* _WHAT IS NEEDED_: In the material below, find each line with the word "keypoint" and list it.

* _RECORD EXTRACTS_:
━━━━━━━━━━━━━━━━━━━━

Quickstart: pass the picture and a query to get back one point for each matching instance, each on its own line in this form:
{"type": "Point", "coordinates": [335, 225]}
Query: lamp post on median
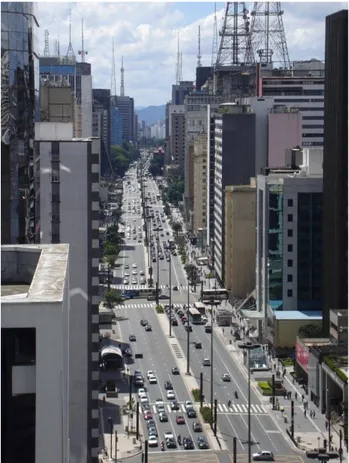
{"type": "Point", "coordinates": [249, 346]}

━━━━━━━━━━━━━━━━━━━━

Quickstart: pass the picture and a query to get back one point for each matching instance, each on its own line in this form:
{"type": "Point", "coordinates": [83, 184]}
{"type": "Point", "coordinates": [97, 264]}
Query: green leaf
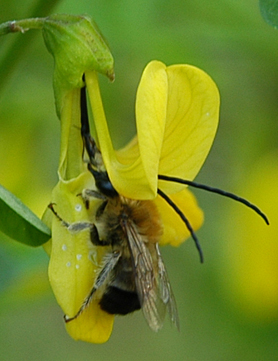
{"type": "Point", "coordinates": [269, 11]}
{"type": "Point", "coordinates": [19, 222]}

━━━━━━━━━━━━━━━━━━━━

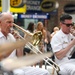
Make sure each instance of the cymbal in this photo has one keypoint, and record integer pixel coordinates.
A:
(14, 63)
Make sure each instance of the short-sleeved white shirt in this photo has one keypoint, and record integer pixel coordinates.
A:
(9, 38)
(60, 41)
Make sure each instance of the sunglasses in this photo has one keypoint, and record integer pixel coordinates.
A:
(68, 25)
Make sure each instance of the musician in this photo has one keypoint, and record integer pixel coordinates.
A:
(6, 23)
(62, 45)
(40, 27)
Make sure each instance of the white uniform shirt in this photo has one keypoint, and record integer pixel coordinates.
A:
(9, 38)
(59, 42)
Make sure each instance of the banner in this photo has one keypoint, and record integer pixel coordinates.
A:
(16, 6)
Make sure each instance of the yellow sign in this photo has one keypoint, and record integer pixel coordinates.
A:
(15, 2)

━━━━━━━━━━━━━━━━━━━━

* _PROBLEM SOLUTION_:
Make sure each instance of the cymbal in this photo has one keypoint, and record integer pixel coordinates.
Make sure each instance of the short-sleeved white shirt in this photo has one keypoint, and record integer pixel coordinates.
Make sure each instance of the sunglasses in this photo has one keypoint, and record integer pixel coordinates.
Make sure each instance of the musician in this photo has one keypoint, and record integer pixel coordinates.
Make sure each instance of the white uniform shirt in this photo has one keypoint, and record integer pixel coordinates.
Make sure each instance of the banner in this photo has one keypoint, and record integer pixel coordinates.
Make sure each instance of the yellow sign in this photo has one keypoint, and record integer pixel coordinates.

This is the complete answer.